* Given request *
Your task is to print all of the data word for word.
--------------------------------------------------
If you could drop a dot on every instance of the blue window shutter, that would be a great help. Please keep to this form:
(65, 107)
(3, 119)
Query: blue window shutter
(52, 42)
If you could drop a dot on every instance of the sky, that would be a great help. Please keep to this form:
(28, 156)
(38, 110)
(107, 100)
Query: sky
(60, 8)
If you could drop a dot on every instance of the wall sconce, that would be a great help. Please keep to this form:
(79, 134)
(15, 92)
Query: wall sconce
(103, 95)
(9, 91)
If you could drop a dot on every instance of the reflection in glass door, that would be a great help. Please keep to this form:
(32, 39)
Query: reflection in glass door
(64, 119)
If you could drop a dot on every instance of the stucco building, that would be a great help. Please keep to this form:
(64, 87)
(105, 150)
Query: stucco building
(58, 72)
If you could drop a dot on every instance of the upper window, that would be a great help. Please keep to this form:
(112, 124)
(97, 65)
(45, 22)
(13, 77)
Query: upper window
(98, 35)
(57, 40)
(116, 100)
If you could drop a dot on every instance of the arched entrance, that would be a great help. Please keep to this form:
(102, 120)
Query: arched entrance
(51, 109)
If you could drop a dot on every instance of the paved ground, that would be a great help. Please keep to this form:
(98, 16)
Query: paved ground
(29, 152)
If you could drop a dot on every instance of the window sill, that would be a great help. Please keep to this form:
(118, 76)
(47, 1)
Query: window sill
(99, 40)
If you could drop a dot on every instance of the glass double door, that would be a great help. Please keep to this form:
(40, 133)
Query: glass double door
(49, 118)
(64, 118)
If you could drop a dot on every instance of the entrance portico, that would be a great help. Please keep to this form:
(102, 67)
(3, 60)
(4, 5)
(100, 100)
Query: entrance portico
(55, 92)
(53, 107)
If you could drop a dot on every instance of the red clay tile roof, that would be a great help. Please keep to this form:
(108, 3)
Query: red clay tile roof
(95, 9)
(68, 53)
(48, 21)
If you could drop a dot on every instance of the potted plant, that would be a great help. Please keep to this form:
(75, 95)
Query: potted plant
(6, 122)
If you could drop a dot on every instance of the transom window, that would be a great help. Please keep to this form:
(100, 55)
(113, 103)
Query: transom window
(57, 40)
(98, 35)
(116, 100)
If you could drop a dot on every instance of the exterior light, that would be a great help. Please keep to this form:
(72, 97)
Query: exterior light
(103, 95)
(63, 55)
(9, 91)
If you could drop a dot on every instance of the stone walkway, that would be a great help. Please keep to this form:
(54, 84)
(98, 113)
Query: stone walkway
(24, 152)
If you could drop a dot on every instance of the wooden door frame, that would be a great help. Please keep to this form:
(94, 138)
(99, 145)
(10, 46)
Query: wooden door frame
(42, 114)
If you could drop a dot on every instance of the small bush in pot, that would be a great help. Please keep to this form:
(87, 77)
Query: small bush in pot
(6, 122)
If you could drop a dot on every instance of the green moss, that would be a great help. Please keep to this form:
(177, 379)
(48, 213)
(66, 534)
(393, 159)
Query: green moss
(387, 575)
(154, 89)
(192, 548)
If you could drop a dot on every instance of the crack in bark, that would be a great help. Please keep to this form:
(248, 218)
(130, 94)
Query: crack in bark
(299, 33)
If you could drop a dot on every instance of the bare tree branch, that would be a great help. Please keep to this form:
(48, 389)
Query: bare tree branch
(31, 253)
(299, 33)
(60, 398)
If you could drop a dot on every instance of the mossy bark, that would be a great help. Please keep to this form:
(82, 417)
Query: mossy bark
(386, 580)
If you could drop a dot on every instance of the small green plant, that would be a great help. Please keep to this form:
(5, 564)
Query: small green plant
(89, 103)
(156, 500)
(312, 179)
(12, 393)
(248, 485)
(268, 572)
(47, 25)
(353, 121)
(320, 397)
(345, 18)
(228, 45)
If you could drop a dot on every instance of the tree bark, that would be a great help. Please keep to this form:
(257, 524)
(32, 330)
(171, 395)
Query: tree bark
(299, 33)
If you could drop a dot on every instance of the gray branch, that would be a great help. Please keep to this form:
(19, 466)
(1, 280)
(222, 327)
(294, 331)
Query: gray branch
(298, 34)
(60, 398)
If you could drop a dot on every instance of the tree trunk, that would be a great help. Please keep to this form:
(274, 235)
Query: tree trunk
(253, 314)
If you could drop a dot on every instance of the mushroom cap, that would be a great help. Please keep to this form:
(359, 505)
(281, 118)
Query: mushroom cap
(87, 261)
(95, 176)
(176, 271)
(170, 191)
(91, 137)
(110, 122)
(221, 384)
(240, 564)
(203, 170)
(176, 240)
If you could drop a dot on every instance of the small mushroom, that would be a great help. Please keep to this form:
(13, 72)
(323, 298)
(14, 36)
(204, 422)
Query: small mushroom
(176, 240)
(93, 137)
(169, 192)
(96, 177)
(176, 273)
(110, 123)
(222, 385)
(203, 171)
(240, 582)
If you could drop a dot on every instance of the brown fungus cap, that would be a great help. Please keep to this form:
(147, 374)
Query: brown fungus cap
--------------------------------------------------
* Correct answer *
If you could drop a dot on every instance of the blue window shutter, that would be a great help. Please keep to this form:
(65, 107)
(3, 119)
Query: blue window shutter
(52, 42)
If you could drop a dot on every instance of the sky, that would be a great help. Please keep to this form:
(28, 156)
(38, 110)
(107, 100)
Query: sky
(60, 8)
If you could drop a dot on every instance of the wall sconce, that would be a great help. Please keep to this form:
(79, 134)
(15, 92)
Query: wall sconce
(103, 95)
(9, 91)
If you could drop a dot on every instance of the reflection in glass door, that would be a great help. Please keep to this form:
(32, 39)
Query: reflection in glass door
(64, 119)
If you could drop a dot on every instance of the stucco building, that would be a great help. Please keep to this form:
(64, 87)
(105, 150)
Query: stucco building
(58, 72)
If you could drop a dot on every instance of the upper window, that would be a great help. Please keep to this form:
(112, 124)
(97, 65)
(45, 22)
(13, 77)
Query: upper window
(98, 35)
(57, 40)
(116, 100)
If you could drop a dot on every instance of the arched entrance, that would be a great help. Please keep to this form:
(102, 120)
Query: arched entrance
(51, 109)
If you could drop a dot on every instance of the paved ground, that would be a great help. Please keep to this form:
(98, 16)
Query: paved ground
(29, 152)
If you could drop a dot on every instance of the window sill, that would be a great help. Please keep to this form:
(118, 76)
(47, 1)
Query: window sill
(99, 40)
If you could drop a dot on every instance of the glass double door, that would be a great help. Please keep to this form:
(40, 133)
Query: glass double door
(49, 118)
(64, 118)
If you could drop a dot on every instance of the entrance portico, that would be a great help. Please keep to this form:
(102, 67)
(3, 60)
(4, 5)
(100, 100)
Query: entrance portico
(55, 92)
(53, 107)
If you could drop a dot on every instance of the red clay tile roof, that would be a great help. Please keep to this form:
(108, 3)
Query: red clay tile roof
(95, 9)
(68, 53)
(48, 21)
If you could drop a dot on every instance of the potted plant, that would be a great help. Please keep to this form:
(75, 95)
Query: potted plant
(6, 122)
If you could drop a dot on every instance of the transom window, that would be a great help. Please keep to this form:
(100, 55)
(113, 103)
Query: transom window
(57, 40)
(98, 35)
(116, 100)
If you could drop a dot on every instance of the exterior light, that would be a great help. Please keep to this form:
(72, 97)
Query: exterior light
(103, 95)
(63, 55)
(9, 91)
If you could drop a dot on every instance of the stone walkway, that would be a great help. Please keep to this form:
(54, 84)
(98, 113)
Query: stone walkway
(24, 152)
If you could drop a dot on every instance of the wooden door frame, that would be a great help. Please keep to this form:
(94, 138)
(99, 145)
(10, 46)
Query: wooden door frame
(42, 114)
If you could drop a dot on every instance of the small bush in pot, that would be a great help. Please keep to this form:
(87, 77)
Query: small bush in pot
(6, 122)
If you could drop a dot on every instance of the green moss, that would be a great help. Please keep to this form:
(177, 379)
(48, 213)
(66, 534)
(393, 159)
Query: green moss
(387, 575)
(154, 89)
(192, 548)
If you could drop a dot on every instance of the crack in bark, that would be a great help. Please keep to this form:
(248, 218)
(130, 94)
Query: crack in bark
(299, 33)
If you could drop a dot on every instance of the bare tree branch, that would be a great help. Please keep to this form:
(48, 389)
Query: bare tree branch
(31, 253)
(299, 33)
(60, 398)
If you could drop a dot on every instance of the mossy bark, that would be a great help. Please keep to this form:
(82, 417)
Query: mossy bark
(386, 580)
If you could drop a dot on every instance of the small green plant, that would be a great help. Please keep to this form:
(5, 564)
Query: small green plant
(89, 103)
(156, 500)
(312, 179)
(12, 393)
(248, 485)
(268, 572)
(47, 25)
(353, 121)
(320, 397)
(345, 18)
(228, 45)
If you could drop a dot on every instance of the tree bark, that would be a great help. Please keep to this form:
(257, 524)
(32, 330)
(171, 395)
Query: tree bark
(299, 33)
If you could drop a dot on every instance of the gray branch, that would be a great help. Please keep to this form:
(19, 466)
(1, 280)
(222, 327)
(294, 331)
Query: gray branch
(298, 34)
(60, 398)
If you could drop a dot on every instance of the tree trunk, that would be a great help. Please keep to this form:
(274, 235)
Query: tree trunk
(253, 314)
If you could drop a dot on every instance of the mushroom cap, that would be a great help. Please keep to this form:
(359, 505)
(281, 118)
Query: mushroom cap
(87, 261)
(95, 176)
(176, 271)
(170, 191)
(91, 137)
(110, 122)
(221, 384)
(240, 564)
(203, 170)
(176, 240)
If you could drop a dot on every instance of the small mushroom, that would be a great help. Please keep to this form:
(13, 72)
(323, 298)
(14, 36)
(204, 422)
Query: small mushroom
(176, 240)
(93, 137)
(169, 192)
(96, 177)
(176, 273)
(110, 123)
(222, 385)
(203, 171)
(240, 582)
If you could drop a dot on every instance of the brown fungus cap, that would be a great help. Please keep to this form:
(147, 374)
Query: brown fungus cap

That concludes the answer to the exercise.